*DIRECTIVE 1*:
In the forum thread on running a feed to sockets, substitute "good friend" for "old mate" and reproduce the stretch from "## frank (Feb" through "your own devises.".
*DIRECTIVE 2*:
Extend the forum thread on running a feed to sockets, beginning directly after its final sentence.

*SUPPLIED PASSAGE*:

-=-=-

# Getting a Feet to sockets



## Trimix-leccy (Dec 4, 2007)

:no:

Loop impedance?
can you get 0.4s disc time?
protection size?
size of feed cable?
RCD if any?
Is there a neutral? [just been to one where 'factory electrician' had connected a 13A socket across 2 phases in a dol starter :laughing:]

Why not just go the extra 10m and do it properly?? [assuming that the supply 10m away is adequate]


----------



## Gavin Adams (Aug 22, 2008)

I understand everything you are saying budy and i agree that i need to make sure the disconection time and size of cable and rcd and all that.
the sockets i am putting in are rcd type sockets. the main feed is a 6mm cable. have not had a look at the breaker size due to the fact that it is up on a buz bar, how ever. a six mill cable must have a minimum fuse size of 50 amps . i am putting in a fuse spur dp in. protected by a 20 amp fuse due to the load. the three phase supply is old collors r y b and black+ earth.

must say i am thinking of doing what you said anyway and going for the 10m run, but still be intrusting at what you have to say about the situation
:thumbup:


----------



## frank (Feb 6, 2007)

Gavin my old mate. If you need to ask questions at your level of enquiry then I think you would be better served getting someone else to do the job for you. Your post leave me cold and I wonder if you are really well enough qualified and or experienced enough to be left to your own devises.
Best of wishes to you but - be careful that you are not pushing yourself too far.

Frank


----------



## sparkie (Apr 2, 2008)

have to say I'm a tad concerned by what is being suggested, 
1)I like to keep things on there own circuit-best practice
2)if it's three phase does it even have a neutral- not unless some of the control gear is single phase.
3) ten meters is a walk in the park, use spring steel perlin clips and swa,cable tray and concrete fixings or steel conduit or even steel trunking. 

Can't help but feel that some more training required


----------



## Gavin Adams (Aug 22, 2008)

Hi All,
Let me first say that i am well trained, was just asking this for two reasons.

-=-=-

*PROVIDED INFORMATION*:
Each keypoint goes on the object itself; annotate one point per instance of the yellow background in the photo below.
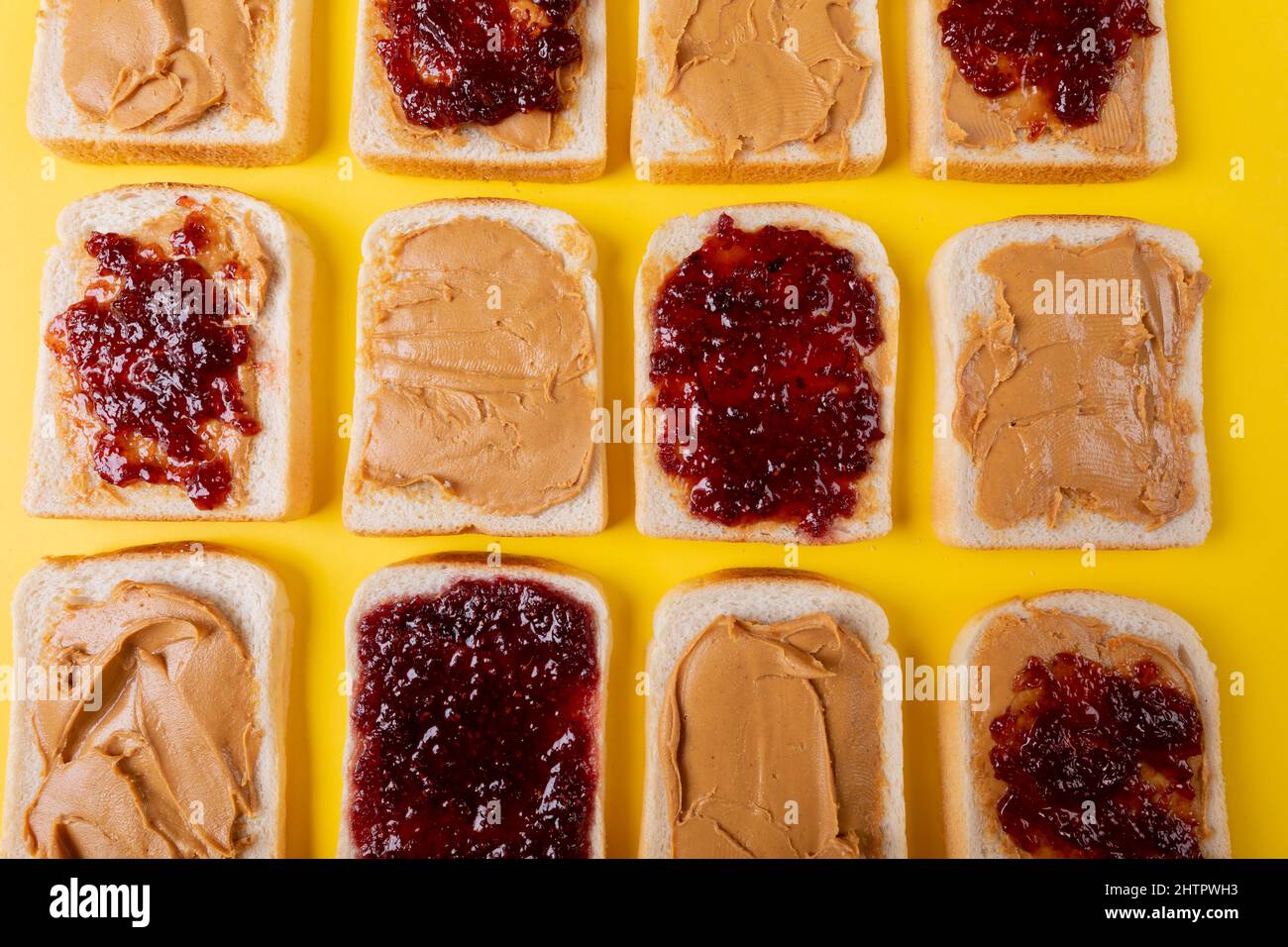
(1229, 84)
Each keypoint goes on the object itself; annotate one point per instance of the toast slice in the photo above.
(971, 789)
(432, 575)
(220, 136)
(670, 147)
(938, 150)
(768, 596)
(961, 299)
(428, 506)
(381, 137)
(274, 480)
(248, 594)
(661, 504)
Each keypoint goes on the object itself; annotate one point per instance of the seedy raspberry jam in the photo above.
(759, 338)
(477, 723)
(1068, 50)
(454, 62)
(1082, 733)
(156, 368)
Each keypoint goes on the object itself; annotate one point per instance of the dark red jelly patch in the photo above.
(759, 342)
(477, 719)
(455, 62)
(1098, 763)
(1068, 50)
(154, 357)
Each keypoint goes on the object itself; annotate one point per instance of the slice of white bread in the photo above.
(958, 292)
(244, 590)
(432, 575)
(382, 140)
(661, 505)
(973, 828)
(425, 509)
(669, 149)
(220, 137)
(278, 475)
(767, 596)
(1044, 161)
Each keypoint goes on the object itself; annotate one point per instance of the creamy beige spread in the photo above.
(771, 746)
(163, 768)
(483, 363)
(977, 120)
(1069, 392)
(760, 73)
(159, 64)
(1006, 646)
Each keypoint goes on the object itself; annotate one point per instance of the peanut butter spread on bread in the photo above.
(483, 363)
(760, 73)
(771, 742)
(1069, 393)
(158, 759)
(160, 64)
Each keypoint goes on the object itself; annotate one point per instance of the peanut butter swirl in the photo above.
(160, 762)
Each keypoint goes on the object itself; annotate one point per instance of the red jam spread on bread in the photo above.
(1099, 763)
(1068, 50)
(477, 716)
(154, 354)
(759, 339)
(456, 62)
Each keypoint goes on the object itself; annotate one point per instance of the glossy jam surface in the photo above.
(759, 341)
(454, 62)
(1098, 763)
(155, 364)
(1068, 50)
(477, 712)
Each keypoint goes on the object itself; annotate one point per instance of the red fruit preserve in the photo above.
(759, 341)
(477, 716)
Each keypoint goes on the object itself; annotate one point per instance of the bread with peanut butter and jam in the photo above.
(774, 722)
(758, 90)
(172, 380)
(1096, 733)
(484, 89)
(1069, 385)
(151, 714)
(172, 81)
(477, 398)
(1039, 90)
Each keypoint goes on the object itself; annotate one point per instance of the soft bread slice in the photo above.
(973, 827)
(767, 596)
(220, 137)
(430, 575)
(424, 509)
(1026, 162)
(249, 595)
(661, 505)
(381, 138)
(668, 147)
(958, 291)
(278, 476)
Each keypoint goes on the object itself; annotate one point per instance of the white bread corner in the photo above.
(661, 508)
(424, 509)
(220, 137)
(279, 479)
(958, 291)
(973, 831)
(380, 138)
(430, 575)
(668, 149)
(244, 590)
(1028, 162)
(765, 596)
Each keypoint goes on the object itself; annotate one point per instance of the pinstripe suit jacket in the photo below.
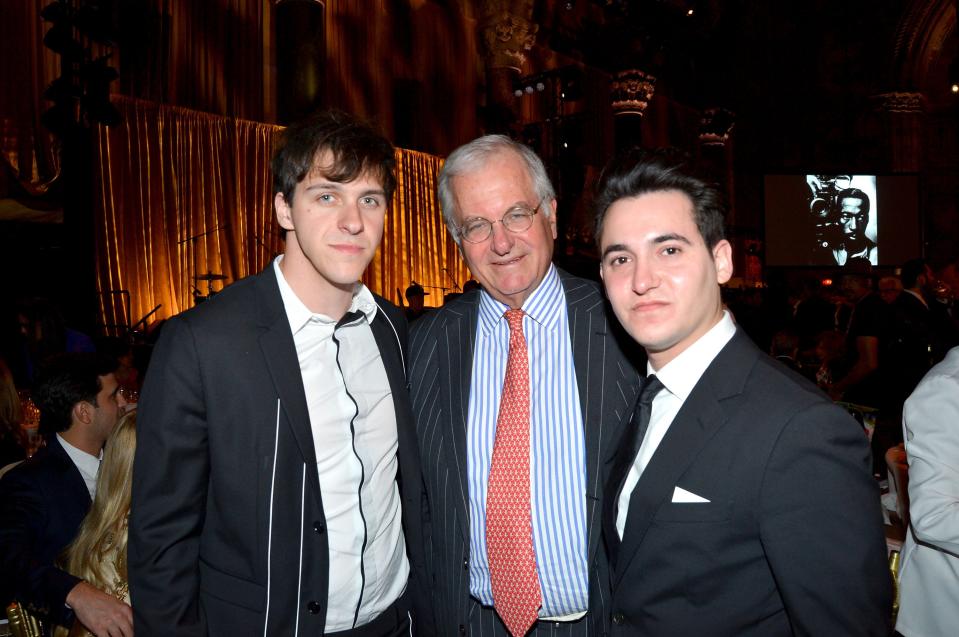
(441, 351)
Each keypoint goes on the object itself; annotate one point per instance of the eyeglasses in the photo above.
(519, 218)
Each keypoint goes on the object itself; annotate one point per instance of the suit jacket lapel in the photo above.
(455, 358)
(588, 334)
(279, 351)
(700, 417)
(393, 357)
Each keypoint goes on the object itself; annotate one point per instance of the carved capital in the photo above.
(715, 126)
(507, 38)
(631, 91)
(900, 102)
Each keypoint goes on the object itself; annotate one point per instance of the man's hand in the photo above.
(101, 614)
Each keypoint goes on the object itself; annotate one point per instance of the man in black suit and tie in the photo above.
(44, 499)
(740, 500)
(275, 428)
(517, 392)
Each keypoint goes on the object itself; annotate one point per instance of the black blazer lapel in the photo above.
(700, 417)
(279, 351)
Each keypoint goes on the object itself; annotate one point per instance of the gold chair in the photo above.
(22, 623)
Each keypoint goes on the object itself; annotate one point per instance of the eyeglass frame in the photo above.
(489, 224)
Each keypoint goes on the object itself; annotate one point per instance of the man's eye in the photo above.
(475, 226)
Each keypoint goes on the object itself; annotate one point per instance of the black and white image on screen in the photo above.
(843, 213)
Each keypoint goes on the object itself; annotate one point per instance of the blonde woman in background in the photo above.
(99, 552)
(12, 447)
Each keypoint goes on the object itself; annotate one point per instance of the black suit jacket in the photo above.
(791, 540)
(442, 345)
(227, 530)
(42, 503)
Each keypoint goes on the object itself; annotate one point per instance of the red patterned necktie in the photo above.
(509, 529)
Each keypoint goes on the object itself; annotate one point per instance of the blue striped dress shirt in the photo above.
(557, 446)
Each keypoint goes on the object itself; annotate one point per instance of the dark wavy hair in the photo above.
(356, 149)
(638, 172)
(65, 380)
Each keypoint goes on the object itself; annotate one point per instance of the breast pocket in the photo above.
(693, 512)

-=-=-

*RIGHT ANSWER 1*:
## frank (Feb 6, 2007)

Gavin my good friend. If you need to ask questions at your level of enquiry then I think you would be better served getting someone else to do the job for you. Your post leave me cold and I wonder if you are really well enough qualified and or experienced enough to be left to your own devises.

*RIGHT ANSWER 2*:
first- i have seen someone do this but thought to myself should he be doing this.
second- did not want to have to move a load of machines round to do the cable run.
the disconection times and zs and all that would meet the standard of the regs.
as i am new to the three phass systems i thought i would ask here.
deep down i knew you would propabley say do the run. just needed to see what all you guys would have to say.


----------



## Trimix-leccy (Dec 4, 2007)

Mmmmmm

That's why I put what I put
It aint just a case of 'lash a bit of wire to whatever is convenient/close to hand':wallbash:


----------



## Gavin Adams (Aug 22, 2008)

Well thanks for your help anyway,
the main reason for me asking you was because i have seen this doen befor. not what i would have done if i could have helped it. but as i have seen it done. needed to see what you guys had to say. i am going to put in the run. keep sockets with socket hay...


----------



## cornishsparks (Oct 14, 2007)

If the jobs worth doing its worth doing right.
Ihate single phase tap offs on equipment isolators.
Rule of thumb is one piece of eqipment one isolator and individual circuit protection.
For safe isolation no tap offs.
We do work for a large engineering company when they want more than one new supplies in a part of the factory we fit an addditional local TPN MCB board local to the area then its easier to carry out add works or alterations in the future.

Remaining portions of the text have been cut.